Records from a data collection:
*-*-*

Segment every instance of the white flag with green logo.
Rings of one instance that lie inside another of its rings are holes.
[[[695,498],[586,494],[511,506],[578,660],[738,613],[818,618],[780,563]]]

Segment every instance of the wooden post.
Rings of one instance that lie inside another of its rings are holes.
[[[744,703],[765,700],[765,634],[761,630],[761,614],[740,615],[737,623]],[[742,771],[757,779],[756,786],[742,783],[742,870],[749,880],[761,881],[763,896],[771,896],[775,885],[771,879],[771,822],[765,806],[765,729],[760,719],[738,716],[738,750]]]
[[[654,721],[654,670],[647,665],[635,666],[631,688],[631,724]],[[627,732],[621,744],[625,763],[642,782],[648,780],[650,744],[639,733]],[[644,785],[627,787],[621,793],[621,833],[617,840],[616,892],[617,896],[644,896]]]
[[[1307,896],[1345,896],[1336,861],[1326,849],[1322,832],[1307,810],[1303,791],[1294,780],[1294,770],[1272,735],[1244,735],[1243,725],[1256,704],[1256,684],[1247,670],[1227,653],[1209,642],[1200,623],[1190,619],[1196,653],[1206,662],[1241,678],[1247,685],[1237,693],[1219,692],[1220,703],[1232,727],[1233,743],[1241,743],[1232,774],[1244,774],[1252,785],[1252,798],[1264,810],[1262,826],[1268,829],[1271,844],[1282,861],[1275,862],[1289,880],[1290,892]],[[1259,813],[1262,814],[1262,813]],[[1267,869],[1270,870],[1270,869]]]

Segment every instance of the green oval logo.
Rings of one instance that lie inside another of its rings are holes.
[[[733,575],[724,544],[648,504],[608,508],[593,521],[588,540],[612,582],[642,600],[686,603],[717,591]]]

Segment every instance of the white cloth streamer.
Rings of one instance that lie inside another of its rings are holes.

*-*-*

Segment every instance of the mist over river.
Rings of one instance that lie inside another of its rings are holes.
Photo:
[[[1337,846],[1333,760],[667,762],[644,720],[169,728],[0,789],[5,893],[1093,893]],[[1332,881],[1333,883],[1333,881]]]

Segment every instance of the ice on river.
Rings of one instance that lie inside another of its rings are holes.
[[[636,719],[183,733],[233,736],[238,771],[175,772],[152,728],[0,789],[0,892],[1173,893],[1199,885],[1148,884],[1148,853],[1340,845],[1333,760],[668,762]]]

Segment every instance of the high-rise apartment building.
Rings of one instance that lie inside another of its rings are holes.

*-*-*

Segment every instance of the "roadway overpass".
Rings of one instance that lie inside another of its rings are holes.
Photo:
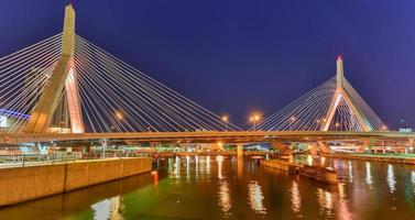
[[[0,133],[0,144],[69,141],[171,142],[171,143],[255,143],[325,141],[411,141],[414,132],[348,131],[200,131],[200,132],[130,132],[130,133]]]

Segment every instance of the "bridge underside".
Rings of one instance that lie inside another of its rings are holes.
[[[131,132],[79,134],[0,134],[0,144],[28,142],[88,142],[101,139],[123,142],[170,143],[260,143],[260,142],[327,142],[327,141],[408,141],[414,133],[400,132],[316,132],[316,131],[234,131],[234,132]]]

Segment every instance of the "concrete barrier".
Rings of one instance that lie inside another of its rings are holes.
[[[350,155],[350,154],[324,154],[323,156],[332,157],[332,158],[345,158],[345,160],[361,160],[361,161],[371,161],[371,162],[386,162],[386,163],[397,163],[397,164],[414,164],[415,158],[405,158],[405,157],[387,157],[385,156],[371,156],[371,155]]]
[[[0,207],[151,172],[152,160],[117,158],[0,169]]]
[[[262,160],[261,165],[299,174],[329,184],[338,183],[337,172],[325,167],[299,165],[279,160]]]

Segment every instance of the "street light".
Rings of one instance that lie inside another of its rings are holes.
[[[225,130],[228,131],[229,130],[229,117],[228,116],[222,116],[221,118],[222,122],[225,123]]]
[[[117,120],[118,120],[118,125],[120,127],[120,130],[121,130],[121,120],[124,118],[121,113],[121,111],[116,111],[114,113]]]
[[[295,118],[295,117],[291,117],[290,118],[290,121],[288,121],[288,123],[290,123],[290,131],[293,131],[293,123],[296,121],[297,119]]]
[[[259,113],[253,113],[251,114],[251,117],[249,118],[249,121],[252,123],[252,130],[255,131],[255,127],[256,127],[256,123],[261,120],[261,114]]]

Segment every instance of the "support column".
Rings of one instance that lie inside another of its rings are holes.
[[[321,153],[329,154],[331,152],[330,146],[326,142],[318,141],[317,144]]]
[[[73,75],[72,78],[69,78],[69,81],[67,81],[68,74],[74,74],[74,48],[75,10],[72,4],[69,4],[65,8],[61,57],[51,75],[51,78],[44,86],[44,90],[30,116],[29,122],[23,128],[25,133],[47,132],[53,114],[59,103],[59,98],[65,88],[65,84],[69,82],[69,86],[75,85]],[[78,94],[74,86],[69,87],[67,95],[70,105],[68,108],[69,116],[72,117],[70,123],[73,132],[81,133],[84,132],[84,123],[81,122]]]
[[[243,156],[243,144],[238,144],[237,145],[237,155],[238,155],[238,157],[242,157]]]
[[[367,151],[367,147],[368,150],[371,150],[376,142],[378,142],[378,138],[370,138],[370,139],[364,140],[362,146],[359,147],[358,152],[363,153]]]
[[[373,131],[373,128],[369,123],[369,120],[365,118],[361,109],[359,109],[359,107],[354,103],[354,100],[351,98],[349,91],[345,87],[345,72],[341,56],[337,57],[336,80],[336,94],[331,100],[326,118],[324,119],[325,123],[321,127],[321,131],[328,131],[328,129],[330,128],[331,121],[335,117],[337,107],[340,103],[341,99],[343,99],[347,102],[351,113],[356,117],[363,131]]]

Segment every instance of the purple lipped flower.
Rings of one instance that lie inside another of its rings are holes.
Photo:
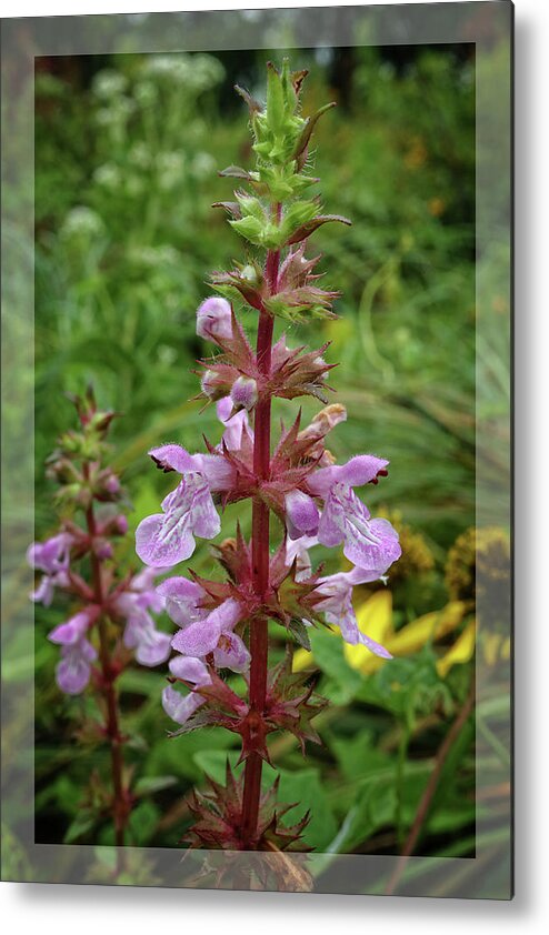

*-*-*

- Problem details -
Please filter the entries above down to the lines that contain the word "white", and copy each of those lines. Case counts.

- Solution for this task -
Segment every instance of the white flag with green logo.
Segment every instance of the white cloth streamer.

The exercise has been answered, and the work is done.